Show each line of the records that contains the word "jeans", copied unchanged.

===== INFORMATION SUPPLIED

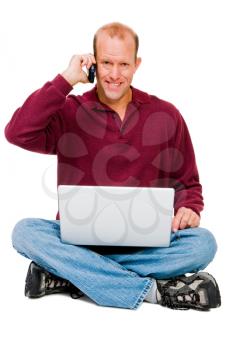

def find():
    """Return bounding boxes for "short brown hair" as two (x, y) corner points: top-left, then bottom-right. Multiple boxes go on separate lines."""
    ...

(93, 22), (139, 60)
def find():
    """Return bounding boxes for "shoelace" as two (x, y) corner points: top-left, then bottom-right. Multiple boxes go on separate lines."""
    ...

(45, 276), (70, 289)
(45, 275), (84, 299)
(161, 291), (200, 310)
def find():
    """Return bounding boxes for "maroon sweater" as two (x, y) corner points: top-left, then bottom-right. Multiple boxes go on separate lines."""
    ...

(5, 74), (203, 219)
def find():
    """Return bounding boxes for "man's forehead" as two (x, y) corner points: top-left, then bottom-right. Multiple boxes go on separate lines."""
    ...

(96, 33), (135, 58)
(96, 32), (135, 48)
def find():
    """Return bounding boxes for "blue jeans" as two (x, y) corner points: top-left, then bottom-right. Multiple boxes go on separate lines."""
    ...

(12, 218), (217, 309)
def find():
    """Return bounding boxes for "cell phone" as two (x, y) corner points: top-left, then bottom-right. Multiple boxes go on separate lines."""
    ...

(88, 64), (96, 83)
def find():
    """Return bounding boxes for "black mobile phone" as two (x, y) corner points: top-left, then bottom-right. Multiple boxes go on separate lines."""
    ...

(88, 64), (96, 83)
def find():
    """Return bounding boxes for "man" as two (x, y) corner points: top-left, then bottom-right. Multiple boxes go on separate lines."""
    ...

(5, 23), (221, 310)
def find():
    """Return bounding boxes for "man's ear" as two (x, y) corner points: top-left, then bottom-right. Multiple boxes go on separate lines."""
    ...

(135, 57), (142, 72)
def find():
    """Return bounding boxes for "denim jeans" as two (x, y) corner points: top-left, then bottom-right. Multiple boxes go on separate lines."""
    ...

(12, 218), (217, 309)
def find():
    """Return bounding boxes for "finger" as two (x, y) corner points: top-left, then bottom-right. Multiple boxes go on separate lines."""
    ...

(180, 209), (191, 230)
(172, 207), (185, 232)
(188, 212), (200, 227)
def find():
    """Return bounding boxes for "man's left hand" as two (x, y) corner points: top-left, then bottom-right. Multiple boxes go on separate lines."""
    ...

(172, 207), (200, 232)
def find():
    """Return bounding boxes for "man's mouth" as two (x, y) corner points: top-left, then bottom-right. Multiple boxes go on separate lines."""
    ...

(105, 81), (122, 90)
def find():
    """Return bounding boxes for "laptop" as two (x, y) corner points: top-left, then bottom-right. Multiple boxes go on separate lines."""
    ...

(58, 185), (174, 247)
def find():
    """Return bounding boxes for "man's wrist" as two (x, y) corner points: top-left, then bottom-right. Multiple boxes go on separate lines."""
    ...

(61, 71), (77, 87)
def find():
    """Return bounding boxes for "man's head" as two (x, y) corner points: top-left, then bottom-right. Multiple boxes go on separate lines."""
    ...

(93, 23), (141, 103)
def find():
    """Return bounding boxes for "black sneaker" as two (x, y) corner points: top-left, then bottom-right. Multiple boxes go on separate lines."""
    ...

(156, 272), (221, 311)
(24, 261), (83, 299)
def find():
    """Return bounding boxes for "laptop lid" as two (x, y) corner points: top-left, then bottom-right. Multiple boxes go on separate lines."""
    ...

(58, 185), (174, 247)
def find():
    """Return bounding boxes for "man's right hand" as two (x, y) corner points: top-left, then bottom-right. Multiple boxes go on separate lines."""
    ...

(61, 54), (96, 86)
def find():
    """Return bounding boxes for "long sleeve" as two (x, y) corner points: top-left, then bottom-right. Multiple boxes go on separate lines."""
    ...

(171, 113), (204, 215)
(5, 74), (72, 154)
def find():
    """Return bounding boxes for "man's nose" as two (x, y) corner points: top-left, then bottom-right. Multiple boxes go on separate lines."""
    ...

(109, 66), (121, 80)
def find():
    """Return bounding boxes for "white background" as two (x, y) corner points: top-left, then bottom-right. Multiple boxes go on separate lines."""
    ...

(0, 0), (233, 350)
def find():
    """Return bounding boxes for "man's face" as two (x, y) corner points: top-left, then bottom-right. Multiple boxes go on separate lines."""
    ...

(96, 33), (141, 103)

==========

EXPECTED OUTPUT:
    """Return bounding boxes for "blue jeans" as two (x, y) corner points: top-left, then bottom-right. Multiple boxes go on separate lines."""
    """Return bounding boxes for "denim jeans" as two (x, y) corner points: top-left, then bottom-right. Multiple boxes go on separate lines."""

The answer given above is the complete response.